*** Opening of Excerpted passage ***

AEDs in Schools

The Fear

Hundreds of miles apart, but eerily similar in circumstance, two individuals nearly lost their lives in unrelated incidents while at their educational institutions.  The first, taking place in October of 2015, involved a senior volleyball player in Loganville, Georgia.  In the midst of one of her team’s contests, with no advance warning to bystanders, the young woman simply dropped to the floor.  Immediate panic filled the room as family, friends, and staff attempted to figure out what was ailing the young student-athlete, and more importantly, how to save her life.

Just over two months later, over the Christmas break, the staff of Eighth Street Middle School in Tifton, Georgia, had gathered for a routine meeting.  Shortly into the meeting, however, one of the schools beloved educators collapsed to the floor.  Again, everyone in attendance knew something was wrong, and time was limited in finding a solution.

*** Close of Excerpted passage ***

→ **Assigned task A**: List every place name that appears in the passage on AEDs in schools, counting each name only once.
→ **Assigned task B**:
Answer these questions from the passage on AEDs in schools:
(i) In what month and year did the first incident take place?
(ii) What sport did the student in the first incident play?
(iii) During which school break did the staff meeting take place?
→ **Assigned task C**:
Decide whether each statement agrees with the passage on AEDs in schools. Answer yes or no, and quote the words that decide it.
(i) The volleyball player gave bystanders some warning before she dropped to the floor.
(ii) The staff of Eighth Street Middle School had gathered for a routine meeting.
(iii) The two incidents were related to each other.
The lines that follow were taken from a different source than the passage on AEDs in schools.

*** Opening of Source information ***

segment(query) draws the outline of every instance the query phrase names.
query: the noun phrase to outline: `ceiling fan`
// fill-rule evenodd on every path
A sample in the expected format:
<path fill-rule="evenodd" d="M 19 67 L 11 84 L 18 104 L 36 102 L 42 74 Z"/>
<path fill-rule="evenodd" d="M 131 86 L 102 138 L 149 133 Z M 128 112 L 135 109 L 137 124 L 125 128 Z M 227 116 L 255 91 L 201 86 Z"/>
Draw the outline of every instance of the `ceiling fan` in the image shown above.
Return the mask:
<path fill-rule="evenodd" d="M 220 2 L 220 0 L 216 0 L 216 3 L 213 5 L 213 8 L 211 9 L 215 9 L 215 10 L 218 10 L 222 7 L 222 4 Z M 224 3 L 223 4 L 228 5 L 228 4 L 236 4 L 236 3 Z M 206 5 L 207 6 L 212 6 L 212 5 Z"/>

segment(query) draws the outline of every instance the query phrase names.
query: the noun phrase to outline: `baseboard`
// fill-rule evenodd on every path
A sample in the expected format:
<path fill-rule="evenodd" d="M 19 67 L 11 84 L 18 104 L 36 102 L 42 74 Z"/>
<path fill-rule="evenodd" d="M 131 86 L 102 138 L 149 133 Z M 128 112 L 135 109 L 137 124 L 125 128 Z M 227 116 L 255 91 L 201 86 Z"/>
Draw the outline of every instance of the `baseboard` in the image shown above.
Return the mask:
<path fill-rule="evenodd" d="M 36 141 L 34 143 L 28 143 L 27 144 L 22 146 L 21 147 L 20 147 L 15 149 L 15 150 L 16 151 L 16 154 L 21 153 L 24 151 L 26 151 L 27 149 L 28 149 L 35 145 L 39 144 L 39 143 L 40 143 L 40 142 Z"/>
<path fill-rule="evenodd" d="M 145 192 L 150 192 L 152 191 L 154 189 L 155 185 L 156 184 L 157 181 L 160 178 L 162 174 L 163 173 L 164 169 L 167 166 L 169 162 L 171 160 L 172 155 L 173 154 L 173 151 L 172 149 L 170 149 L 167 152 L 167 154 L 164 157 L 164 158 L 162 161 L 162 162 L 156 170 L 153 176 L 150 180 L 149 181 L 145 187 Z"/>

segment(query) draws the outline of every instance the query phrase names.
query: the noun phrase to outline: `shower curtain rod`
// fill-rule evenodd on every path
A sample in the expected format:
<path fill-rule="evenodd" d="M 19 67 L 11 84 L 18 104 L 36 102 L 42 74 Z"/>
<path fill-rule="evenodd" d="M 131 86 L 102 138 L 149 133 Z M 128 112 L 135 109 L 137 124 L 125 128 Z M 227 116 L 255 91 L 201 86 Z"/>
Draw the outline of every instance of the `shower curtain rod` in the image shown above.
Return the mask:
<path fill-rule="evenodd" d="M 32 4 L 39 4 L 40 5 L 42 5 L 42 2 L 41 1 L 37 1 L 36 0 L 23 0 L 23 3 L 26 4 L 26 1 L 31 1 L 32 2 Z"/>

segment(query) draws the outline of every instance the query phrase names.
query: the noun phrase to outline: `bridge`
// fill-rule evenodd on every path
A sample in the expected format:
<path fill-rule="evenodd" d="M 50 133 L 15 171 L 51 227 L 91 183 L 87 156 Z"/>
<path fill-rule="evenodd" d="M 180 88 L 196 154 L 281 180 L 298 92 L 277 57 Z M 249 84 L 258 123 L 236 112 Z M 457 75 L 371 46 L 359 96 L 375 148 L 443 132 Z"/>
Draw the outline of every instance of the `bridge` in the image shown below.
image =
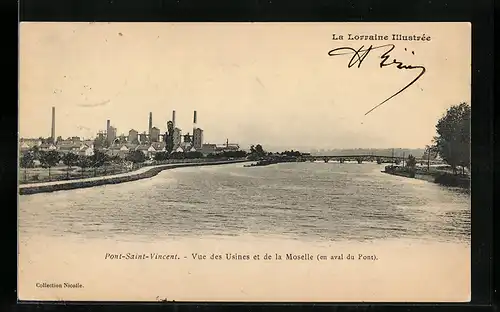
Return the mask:
<path fill-rule="evenodd" d="M 316 155 L 302 155 L 303 161 L 318 161 L 322 160 L 325 163 L 331 161 L 338 161 L 340 163 L 344 163 L 346 161 L 357 161 L 359 164 L 363 162 L 377 162 L 378 164 L 383 163 L 394 163 L 403 161 L 402 156 L 377 156 L 377 155 L 331 155 L 331 156 L 316 156 Z M 421 159 L 416 159 L 417 162 L 421 161 Z"/>

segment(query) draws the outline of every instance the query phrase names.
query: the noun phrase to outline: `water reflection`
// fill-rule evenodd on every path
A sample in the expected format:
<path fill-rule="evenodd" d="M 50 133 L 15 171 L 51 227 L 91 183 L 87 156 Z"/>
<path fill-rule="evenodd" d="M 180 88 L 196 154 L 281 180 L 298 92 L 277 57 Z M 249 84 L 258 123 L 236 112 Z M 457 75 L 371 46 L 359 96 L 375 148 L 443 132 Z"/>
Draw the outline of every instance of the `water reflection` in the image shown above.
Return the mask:
<path fill-rule="evenodd" d="M 118 185 L 20 197 L 21 235 L 243 234 L 470 241 L 470 198 L 375 164 L 182 168 Z"/>

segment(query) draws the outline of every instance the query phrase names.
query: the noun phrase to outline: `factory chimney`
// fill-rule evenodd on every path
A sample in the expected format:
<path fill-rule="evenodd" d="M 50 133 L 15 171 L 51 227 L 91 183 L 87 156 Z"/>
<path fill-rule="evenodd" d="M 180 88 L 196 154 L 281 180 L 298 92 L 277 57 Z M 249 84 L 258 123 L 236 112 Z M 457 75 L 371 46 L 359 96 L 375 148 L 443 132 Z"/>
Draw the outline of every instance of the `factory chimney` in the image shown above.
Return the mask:
<path fill-rule="evenodd" d="M 153 113 L 149 112 L 149 135 L 151 135 L 151 129 L 153 129 Z"/>
<path fill-rule="evenodd" d="M 109 128 L 111 128 L 111 120 L 106 120 L 106 138 L 109 138 Z"/>
<path fill-rule="evenodd" d="M 52 127 L 50 128 L 52 143 L 56 142 L 56 108 L 52 106 Z"/>
<path fill-rule="evenodd" d="M 193 114 L 193 135 L 194 135 L 194 130 L 196 129 L 196 123 L 197 123 L 196 111 L 194 111 L 194 114 Z"/>

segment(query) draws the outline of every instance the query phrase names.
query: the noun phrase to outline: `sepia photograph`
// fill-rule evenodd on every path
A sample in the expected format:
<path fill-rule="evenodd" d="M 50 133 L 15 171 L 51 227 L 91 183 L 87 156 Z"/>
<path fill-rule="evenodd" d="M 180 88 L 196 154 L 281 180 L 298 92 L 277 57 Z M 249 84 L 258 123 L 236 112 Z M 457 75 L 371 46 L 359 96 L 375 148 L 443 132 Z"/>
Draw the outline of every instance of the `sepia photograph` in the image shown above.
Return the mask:
<path fill-rule="evenodd" d="M 18 299 L 469 302 L 470 23 L 19 28 Z"/>

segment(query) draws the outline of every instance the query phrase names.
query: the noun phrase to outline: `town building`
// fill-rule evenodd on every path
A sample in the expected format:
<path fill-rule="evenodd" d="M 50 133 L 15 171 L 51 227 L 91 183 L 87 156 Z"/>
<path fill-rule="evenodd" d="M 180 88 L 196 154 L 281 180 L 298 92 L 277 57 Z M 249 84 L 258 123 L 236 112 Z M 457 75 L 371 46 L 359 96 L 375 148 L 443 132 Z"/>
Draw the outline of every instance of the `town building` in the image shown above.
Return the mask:
<path fill-rule="evenodd" d="M 146 132 L 139 134 L 139 144 L 146 144 L 147 142 L 149 142 L 149 140 Z"/>
<path fill-rule="evenodd" d="M 109 126 L 108 131 L 106 133 L 106 140 L 108 144 L 113 144 L 116 139 L 116 128 L 113 126 Z"/>
<path fill-rule="evenodd" d="M 160 129 L 153 127 L 151 128 L 150 142 L 159 142 L 160 140 Z"/>
<path fill-rule="evenodd" d="M 139 144 L 139 132 L 134 129 L 130 129 L 128 132 L 127 142 Z"/>
<path fill-rule="evenodd" d="M 193 147 L 196 149 L 201 149 L 203 145 L 203 130 L 200 128 L 194 129 L 193 133 Z"/>
<path fill-rule="evenodd" d="M 174 135 L 173 135 L 173 141 L 174 141 L 174 149 L 178 148 L 181 143 L 182 143 L 182 131 L 179 128 L 174 129 Z"/>

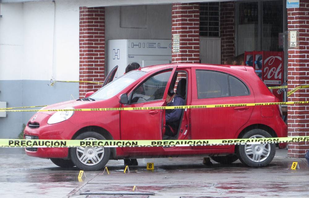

*** Close of Source information ***

→ **Result A**: Loganville; Georgia; Eighth Street Middle School; Tifton

→ **Result B**:
(i) October 2015
(ii) Volleyball
(iii) The Christmas break

→ **Result C**:
(i) No: "with no advance warning to bystanders"
(ii) Yes: "had gathered for a routine meeting"
(iii) No: "in unrelated incidents"